▶ _Stated task 1_
From the forum thread on paying pastors, quote word for word the part that opens with the words containing "I am planning" and closes with "and still don't?".
▶ _Stated task 2_
For the forum thread on paying pastors, say whether each statement agrees with it. Answer yes or no and quote the words that decide it.
(a) The LDS church pays its Bishops.
(b) The church Philip attends had two paid full-time pastors while it also had unpaid pastoral staff.
(c) Marrow Man plans to preach on 1 Timothy 5:17-18.
▶ _Stated task 3_
Pick up the forum thread on paying pastors from the point where it stops, and keep writing.

▶ _Page text_
|---|
# Paying (or not paying) Your Pastor



## Marrow Man

I am planning to preach on 1 Timothy 5:17-18 this Lord's Day. Of course, this is one of the NT passages where payment of ministers is emphasized.

My question: are there churches/denominations that do not pay their pastors? It seems that I have heard (anecdotally) about this.


----------



## JonathanHunt

of course there are. lots of small ones that can't afford it.

or do you mean ones that could afford it and still don't?


----------



## Bill The Baptist

The LDS church does not pay their Bishops. Of course they really don't have anything to do since there are no sermons in the LDS church.


----------



## Philip

The church I attend has had a couple of unpaid pastoral staff, but in those cases, they were simply ordained TEs who were either retired or teaching and did pastoral ministry on a volunteer basis (we also had two paid full-time pastors at the same time).


----------



## Marrow Man

JonathanHunt said:


> of course there are. lots of small ones that can't afford it.
|---|
[Excerpts from a location annotation dataset]
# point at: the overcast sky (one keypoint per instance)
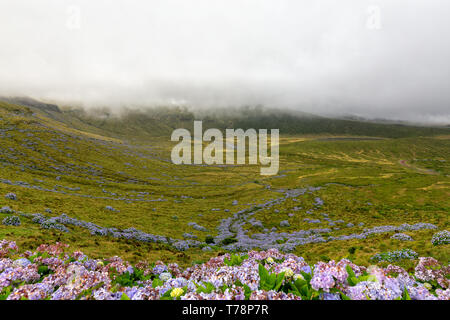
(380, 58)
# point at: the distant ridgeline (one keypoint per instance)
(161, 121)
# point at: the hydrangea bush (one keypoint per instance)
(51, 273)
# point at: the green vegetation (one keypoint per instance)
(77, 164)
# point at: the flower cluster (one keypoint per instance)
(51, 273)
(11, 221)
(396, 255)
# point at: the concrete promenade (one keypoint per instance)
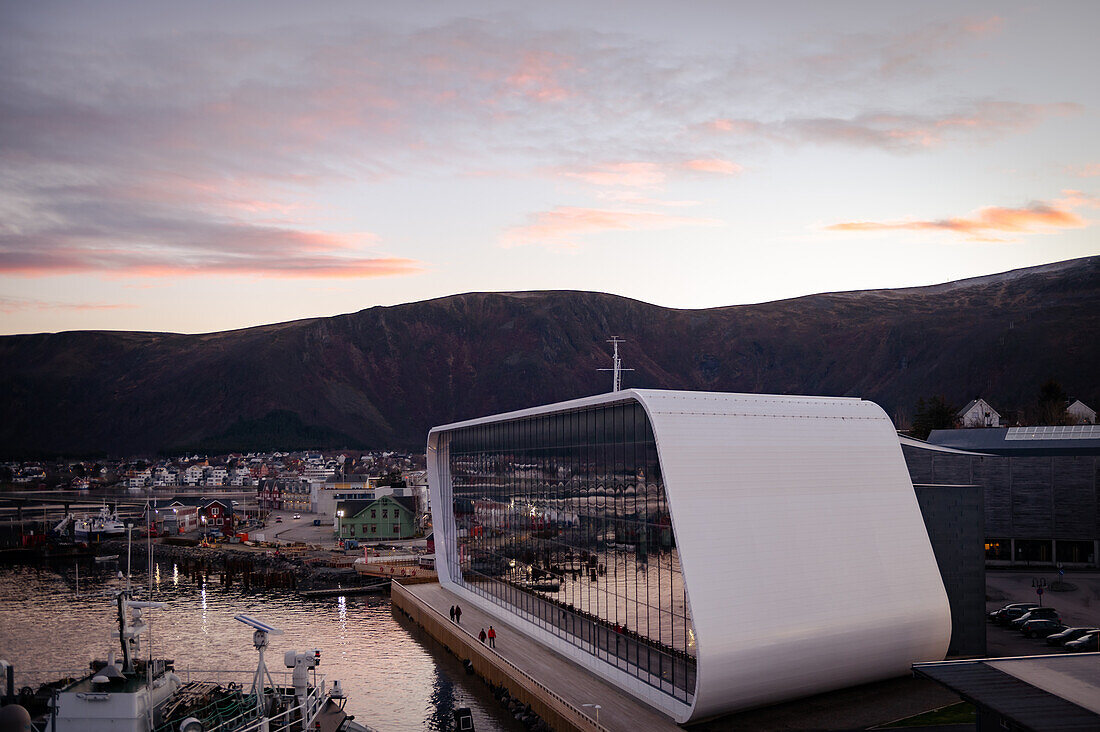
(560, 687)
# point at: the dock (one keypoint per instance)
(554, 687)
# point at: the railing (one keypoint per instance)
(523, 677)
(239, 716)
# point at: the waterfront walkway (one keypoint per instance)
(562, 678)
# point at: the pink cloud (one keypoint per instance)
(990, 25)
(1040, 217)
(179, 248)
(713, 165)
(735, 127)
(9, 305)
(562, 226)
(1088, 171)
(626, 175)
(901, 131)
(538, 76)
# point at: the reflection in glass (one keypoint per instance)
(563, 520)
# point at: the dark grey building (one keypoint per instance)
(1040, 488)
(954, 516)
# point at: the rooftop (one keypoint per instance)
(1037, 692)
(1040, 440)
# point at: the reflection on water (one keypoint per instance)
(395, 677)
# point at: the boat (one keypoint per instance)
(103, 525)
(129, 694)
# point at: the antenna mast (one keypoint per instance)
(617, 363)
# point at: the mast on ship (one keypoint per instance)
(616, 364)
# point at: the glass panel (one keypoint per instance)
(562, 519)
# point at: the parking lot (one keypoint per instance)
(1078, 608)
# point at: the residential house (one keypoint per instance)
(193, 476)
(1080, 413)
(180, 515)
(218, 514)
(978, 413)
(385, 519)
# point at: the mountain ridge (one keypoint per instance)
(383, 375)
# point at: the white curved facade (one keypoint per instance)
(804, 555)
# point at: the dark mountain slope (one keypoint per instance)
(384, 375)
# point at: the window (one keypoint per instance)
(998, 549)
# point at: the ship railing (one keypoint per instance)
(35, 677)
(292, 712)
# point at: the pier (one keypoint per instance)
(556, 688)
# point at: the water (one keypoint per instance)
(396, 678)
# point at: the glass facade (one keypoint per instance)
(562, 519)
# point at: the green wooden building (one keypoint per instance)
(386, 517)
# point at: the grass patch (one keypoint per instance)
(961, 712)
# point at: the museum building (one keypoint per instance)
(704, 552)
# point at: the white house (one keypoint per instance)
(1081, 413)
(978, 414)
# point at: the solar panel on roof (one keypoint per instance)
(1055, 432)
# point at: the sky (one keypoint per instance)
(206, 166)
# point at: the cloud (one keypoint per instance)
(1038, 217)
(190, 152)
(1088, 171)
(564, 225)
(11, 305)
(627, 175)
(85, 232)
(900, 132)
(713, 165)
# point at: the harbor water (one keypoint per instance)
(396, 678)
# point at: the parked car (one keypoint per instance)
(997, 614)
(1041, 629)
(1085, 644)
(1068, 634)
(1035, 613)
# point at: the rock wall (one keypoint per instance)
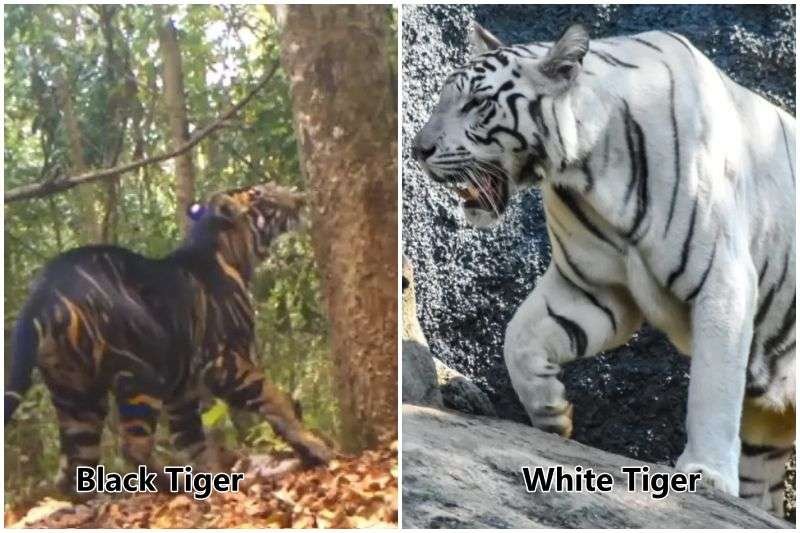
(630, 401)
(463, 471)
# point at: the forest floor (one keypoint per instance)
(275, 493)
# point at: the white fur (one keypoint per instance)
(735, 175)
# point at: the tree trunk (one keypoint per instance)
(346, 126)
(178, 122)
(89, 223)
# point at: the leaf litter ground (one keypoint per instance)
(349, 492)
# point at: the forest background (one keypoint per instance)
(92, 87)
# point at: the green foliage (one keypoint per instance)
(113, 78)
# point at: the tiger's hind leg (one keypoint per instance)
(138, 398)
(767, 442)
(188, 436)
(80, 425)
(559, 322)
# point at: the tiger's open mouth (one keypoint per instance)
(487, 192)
|---|
▶ _Final answer 1_
I am planning to preach on 1 Timothy 5:17-18 this Lord's Day. Of course, this is one of the NT passages where payment of ministers is emphasized.

My question: are there churches/denominations that do not pay their pastors? It seems that I have heard (anecdotally) about this.


----------



## JonathanHunt

of course there are. lots of small ones that can't afford it.

or do you mean ones that could afford it and still don't?

▶ _Final answer 2_
(a) No: "The LDS church does not pay their Bishops."
(b) Yes: "we also had two paid full-time pastors at the same time"
(c) Yes: "I am planning to preach on 1 Timothy 5:17-18 this Lord's Day."

▶ _Final answer 3_
> 
> or do you mean ones that could afford it and still don't?



The latter. In experience, even the smaller ones can afford an honorarium for a weekly supply pastor.

In reality, I am looking for churches/denominations where it is a systemic problem -- i.e., ones that say that church shouldn't pay pastors.


----------



## Marrow Man

It seems like I remember Quakers or certain Anabaptist groups (Brethren?) might not pay their pastors (these groups might not actually have pastors, though). I could be wrong, of course.


----------



## Wayne

Failure to pay an agreed-upon salary was a common problem in the 19th century, but that sort of illustration probably falls outside what you are looking for.


----------



## JonathanHunt

In the UK, it would be common for the Brethren not to pay anyone, because they would not recognise any elder as being a 'minister' or 'pastor', and most men in a congregation would be expected to 'give a word' in turn. This has changed somewhat in recent times, with the more open wing of brethrenism tending to adopt the 'evangelical' label (which is not such a bad word in the UK compared to the USA) and sometimes having a paid full-time elder.


----------



## Damon Rambo

Some Primitive Baptist groups believe that the minister should not receive a salary, but should be supported solely by secular employment.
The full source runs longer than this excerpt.